• **SHORT TASK 1**: Copy out the HAProxy overload notes below in full, word for word.

• **EXTRACT TO READ**:
☆ ☆ ☆ ☆

Gotcha: HAProxy's option httpchk GET /health sends a full HTTP request to backends for health checking. If the health endpoint is slow (e.g., it queries the database), the health check itself can contribute to backend overload during a degradation event. Use a lightweight health endpoint that checks only local state (process is alive, can allocate memory) — never one that depends on downstream services.

Emergency: LB Itself Is Overloaded

# 1. Check HAProxy resource usage
echo "show info" | socat stdio /var/run/haproxy.sock | grep -E 'Cur|Max|Ulimit'
top -p $(pgrep haproxy | head -1)

# 2. Check for file descriptor exhaustion
ls /proc/$(pgrep haproxy | head -1)/fd | wc -l
cat /proc/$(pgrep haproxy | head -1)/limits | grep "open files"

☆ ☆ ☆ ☆

• **GIVEN INFORMATION**:
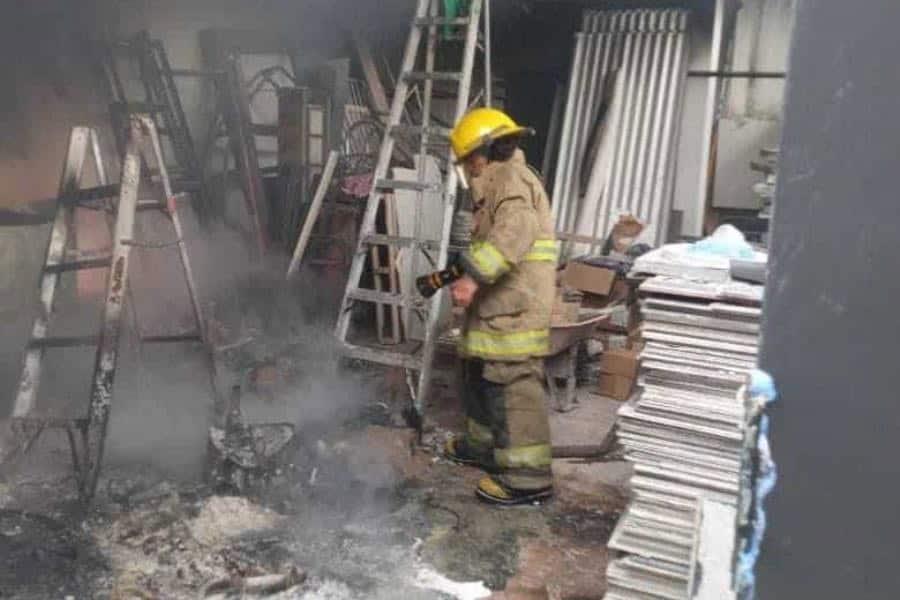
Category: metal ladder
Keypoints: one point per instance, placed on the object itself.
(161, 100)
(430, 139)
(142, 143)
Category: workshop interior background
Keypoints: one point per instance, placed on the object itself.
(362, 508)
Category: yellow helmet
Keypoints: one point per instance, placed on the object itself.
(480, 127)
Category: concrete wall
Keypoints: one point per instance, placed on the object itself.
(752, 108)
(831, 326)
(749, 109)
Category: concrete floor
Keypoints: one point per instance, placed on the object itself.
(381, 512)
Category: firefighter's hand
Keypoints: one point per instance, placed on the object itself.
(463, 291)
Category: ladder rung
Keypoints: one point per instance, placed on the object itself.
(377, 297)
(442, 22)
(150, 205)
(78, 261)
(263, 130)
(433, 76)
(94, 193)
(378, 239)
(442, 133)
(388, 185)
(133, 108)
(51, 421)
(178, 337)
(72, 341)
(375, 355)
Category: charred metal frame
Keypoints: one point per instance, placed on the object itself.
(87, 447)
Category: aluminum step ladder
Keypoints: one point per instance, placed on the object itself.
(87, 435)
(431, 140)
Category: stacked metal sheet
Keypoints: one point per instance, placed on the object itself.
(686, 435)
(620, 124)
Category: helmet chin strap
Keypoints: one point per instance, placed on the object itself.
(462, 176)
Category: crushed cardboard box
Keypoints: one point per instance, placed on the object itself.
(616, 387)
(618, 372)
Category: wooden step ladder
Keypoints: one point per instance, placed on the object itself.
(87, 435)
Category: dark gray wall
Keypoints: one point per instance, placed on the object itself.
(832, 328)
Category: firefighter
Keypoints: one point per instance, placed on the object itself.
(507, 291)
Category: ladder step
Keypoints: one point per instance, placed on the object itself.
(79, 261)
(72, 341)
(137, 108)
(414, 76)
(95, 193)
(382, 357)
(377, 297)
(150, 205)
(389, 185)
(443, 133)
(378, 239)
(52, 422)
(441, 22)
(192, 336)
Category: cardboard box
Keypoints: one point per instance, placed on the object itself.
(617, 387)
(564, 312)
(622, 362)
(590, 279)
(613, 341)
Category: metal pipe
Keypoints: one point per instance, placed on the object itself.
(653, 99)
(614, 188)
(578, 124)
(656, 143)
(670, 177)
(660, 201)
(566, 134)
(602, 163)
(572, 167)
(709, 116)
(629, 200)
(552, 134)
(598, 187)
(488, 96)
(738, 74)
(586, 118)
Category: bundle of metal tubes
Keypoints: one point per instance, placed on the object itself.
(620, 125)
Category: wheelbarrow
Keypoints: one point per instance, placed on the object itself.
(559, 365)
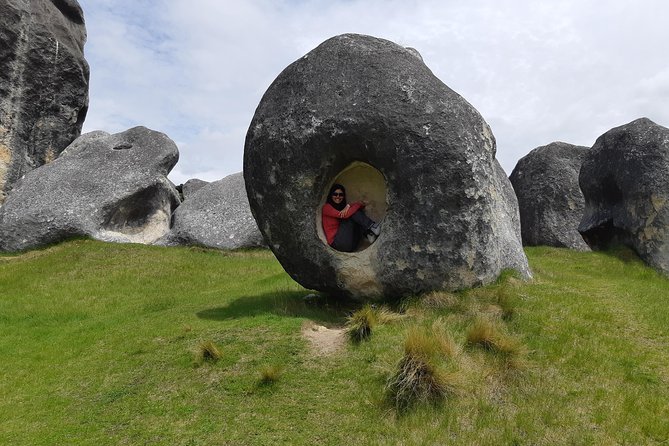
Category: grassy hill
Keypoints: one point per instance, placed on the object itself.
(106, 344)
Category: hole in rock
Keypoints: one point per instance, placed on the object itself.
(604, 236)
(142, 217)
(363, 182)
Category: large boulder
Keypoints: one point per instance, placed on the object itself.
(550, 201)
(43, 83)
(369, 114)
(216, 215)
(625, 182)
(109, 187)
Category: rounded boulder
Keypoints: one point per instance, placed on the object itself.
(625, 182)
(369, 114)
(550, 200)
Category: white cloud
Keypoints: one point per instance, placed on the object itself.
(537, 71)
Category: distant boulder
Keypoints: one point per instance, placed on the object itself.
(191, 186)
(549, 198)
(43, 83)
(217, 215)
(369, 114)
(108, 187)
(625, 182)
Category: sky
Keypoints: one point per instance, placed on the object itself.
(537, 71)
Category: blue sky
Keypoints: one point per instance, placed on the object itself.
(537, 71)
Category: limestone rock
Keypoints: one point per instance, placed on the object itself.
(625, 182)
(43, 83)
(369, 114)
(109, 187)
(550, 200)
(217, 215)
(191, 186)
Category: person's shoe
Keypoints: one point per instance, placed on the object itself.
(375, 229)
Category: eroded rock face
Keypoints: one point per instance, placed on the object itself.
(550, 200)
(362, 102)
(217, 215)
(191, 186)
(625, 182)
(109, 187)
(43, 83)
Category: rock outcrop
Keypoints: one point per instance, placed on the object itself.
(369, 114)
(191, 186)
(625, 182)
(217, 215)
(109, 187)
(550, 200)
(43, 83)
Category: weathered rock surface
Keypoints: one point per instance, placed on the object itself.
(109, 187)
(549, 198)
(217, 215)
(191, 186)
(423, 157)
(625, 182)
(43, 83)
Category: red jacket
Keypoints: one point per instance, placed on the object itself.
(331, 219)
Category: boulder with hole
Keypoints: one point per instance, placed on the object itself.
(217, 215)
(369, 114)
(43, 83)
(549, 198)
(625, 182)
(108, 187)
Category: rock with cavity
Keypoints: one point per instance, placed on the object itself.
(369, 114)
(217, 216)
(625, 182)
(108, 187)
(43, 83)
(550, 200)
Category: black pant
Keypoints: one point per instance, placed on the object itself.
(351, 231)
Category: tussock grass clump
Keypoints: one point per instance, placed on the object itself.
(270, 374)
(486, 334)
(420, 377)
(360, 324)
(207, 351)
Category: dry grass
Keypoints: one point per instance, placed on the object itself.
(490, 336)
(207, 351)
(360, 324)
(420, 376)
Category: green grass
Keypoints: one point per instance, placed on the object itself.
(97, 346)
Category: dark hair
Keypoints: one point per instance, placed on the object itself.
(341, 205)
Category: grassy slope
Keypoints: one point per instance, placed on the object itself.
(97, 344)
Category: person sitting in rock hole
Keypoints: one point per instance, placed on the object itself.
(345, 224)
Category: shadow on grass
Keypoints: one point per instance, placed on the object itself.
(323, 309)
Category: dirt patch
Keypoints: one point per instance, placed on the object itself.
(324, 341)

☆ ☆ ☆ ☆

• **SHORT TASK 2**: Present the lines of the entries above, from the line containing "Category: dirt patch" through the last line of the entries, as a Markdown table with the columns Number and Entry line. Put a row number in Number and the line in Entry line, include only those lines, and leave out any blank lines.

• **WRITTEN ANSWER 1**:
Gotcha: HAProxy's option httpchk GET /health sends a full HTTP request to backends for health checking. If the health endpoint is slow (e.g., it queries the database), the health check itself can contribute to backend overload during a degradation event. Use a lightweight health endpoint that checks only local state (process is alive, can allocate memory) — never one that depends on downstream services.

Emergency: LB Itself Is Overloaded

# 1. Check HAProxy resource usage
echo "show info" | socat stdio /var/run/haproxy.sock | grep -E 'Cur|Max|Ulimit'
top -p $(pgrep haproxy | head -1)

# 2. Check for file descriptor exhaustion
ls /proc/$(pgrep haproxy | head -1)/fd | wc -l
cat /proc/$(pgrep haproxy | head -1)/limits | grep "open files"

• **WRITTEN ANSWER 2**:
| Number | Entry line |
|---|---|
| 1 | Category: dirt patch |
| 2 | Keypoints: one point per instance, placed on the object itself. |
| 3 | (324, 341) |